(Dataset records)
══════════════════════════════

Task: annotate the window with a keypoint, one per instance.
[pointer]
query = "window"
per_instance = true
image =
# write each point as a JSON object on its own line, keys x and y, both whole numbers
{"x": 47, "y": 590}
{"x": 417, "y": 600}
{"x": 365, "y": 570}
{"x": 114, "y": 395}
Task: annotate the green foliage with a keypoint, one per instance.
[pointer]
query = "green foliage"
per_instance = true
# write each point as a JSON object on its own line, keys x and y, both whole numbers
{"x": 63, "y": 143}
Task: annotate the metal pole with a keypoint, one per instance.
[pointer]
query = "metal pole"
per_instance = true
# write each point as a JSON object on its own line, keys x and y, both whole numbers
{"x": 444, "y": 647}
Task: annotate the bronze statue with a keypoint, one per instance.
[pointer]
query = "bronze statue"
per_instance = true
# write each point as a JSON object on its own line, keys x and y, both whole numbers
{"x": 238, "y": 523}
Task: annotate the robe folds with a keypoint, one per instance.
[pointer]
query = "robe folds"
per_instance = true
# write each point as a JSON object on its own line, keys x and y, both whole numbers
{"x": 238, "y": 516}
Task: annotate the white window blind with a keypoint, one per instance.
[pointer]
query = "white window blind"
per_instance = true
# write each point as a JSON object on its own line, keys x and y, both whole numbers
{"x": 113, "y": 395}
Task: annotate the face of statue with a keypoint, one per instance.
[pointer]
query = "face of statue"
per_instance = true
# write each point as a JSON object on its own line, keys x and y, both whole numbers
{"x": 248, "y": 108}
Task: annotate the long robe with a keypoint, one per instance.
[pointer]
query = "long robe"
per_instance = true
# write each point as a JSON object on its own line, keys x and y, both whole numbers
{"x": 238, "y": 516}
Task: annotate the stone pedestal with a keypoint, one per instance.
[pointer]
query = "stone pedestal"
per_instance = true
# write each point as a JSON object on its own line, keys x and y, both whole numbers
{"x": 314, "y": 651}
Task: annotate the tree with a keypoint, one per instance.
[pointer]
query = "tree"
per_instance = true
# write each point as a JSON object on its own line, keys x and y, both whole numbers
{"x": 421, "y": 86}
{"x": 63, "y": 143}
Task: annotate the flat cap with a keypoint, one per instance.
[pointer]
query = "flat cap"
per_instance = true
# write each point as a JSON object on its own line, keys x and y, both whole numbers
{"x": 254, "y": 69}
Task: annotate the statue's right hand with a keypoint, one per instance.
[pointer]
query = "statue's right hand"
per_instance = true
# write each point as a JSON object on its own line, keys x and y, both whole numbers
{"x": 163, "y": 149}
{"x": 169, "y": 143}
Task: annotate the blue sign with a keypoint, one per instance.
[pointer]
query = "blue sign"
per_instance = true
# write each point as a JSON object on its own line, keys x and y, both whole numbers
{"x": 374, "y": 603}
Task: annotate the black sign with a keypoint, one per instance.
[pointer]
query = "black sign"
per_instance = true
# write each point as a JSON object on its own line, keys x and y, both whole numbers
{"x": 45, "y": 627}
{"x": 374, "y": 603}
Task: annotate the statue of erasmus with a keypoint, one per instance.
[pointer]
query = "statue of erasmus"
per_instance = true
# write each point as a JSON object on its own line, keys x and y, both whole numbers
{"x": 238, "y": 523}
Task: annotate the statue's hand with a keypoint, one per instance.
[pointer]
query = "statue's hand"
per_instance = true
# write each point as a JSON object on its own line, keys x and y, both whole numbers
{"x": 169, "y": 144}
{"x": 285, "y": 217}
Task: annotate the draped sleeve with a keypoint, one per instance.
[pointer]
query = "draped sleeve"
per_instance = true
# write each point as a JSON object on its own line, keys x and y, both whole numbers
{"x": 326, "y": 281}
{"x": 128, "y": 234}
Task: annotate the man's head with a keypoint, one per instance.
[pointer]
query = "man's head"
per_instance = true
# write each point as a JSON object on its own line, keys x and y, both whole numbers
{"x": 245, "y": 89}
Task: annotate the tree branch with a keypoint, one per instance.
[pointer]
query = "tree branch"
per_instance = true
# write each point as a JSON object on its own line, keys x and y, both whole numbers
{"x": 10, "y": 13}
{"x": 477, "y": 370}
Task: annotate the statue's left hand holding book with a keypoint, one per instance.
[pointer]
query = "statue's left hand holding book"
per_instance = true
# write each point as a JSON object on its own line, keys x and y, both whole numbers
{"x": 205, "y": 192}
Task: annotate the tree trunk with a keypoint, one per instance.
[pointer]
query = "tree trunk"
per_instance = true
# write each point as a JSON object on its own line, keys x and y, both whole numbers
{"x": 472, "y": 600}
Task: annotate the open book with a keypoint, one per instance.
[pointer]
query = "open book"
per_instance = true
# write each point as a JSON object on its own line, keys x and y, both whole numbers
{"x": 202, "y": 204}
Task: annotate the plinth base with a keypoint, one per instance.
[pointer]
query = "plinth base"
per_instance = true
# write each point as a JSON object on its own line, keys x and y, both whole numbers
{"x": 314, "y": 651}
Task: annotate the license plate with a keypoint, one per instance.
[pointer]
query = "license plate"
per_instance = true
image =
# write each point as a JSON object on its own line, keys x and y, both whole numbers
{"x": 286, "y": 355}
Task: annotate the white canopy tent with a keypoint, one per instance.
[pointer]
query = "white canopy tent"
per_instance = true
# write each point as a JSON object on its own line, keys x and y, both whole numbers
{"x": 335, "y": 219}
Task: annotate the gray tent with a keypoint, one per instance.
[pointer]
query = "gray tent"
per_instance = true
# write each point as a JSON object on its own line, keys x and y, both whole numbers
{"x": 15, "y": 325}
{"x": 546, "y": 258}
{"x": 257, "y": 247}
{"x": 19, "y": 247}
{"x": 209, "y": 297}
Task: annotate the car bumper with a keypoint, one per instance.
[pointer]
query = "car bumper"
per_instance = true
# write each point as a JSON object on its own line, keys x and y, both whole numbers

══════════════════════════════

Whenever a line in the data holds "hand", copy that line.

REPLY:
Task: annotate the statue's right hand with a keypoint, one per instance.
query = "statue's right hand"
Task: annotate the statue's hand with a keypoint, one per instance.
query = "statue's hand"
Task: annotate the statue's left hand holding book with a keypoint, one per instance.
query = "statue's left hand holding book"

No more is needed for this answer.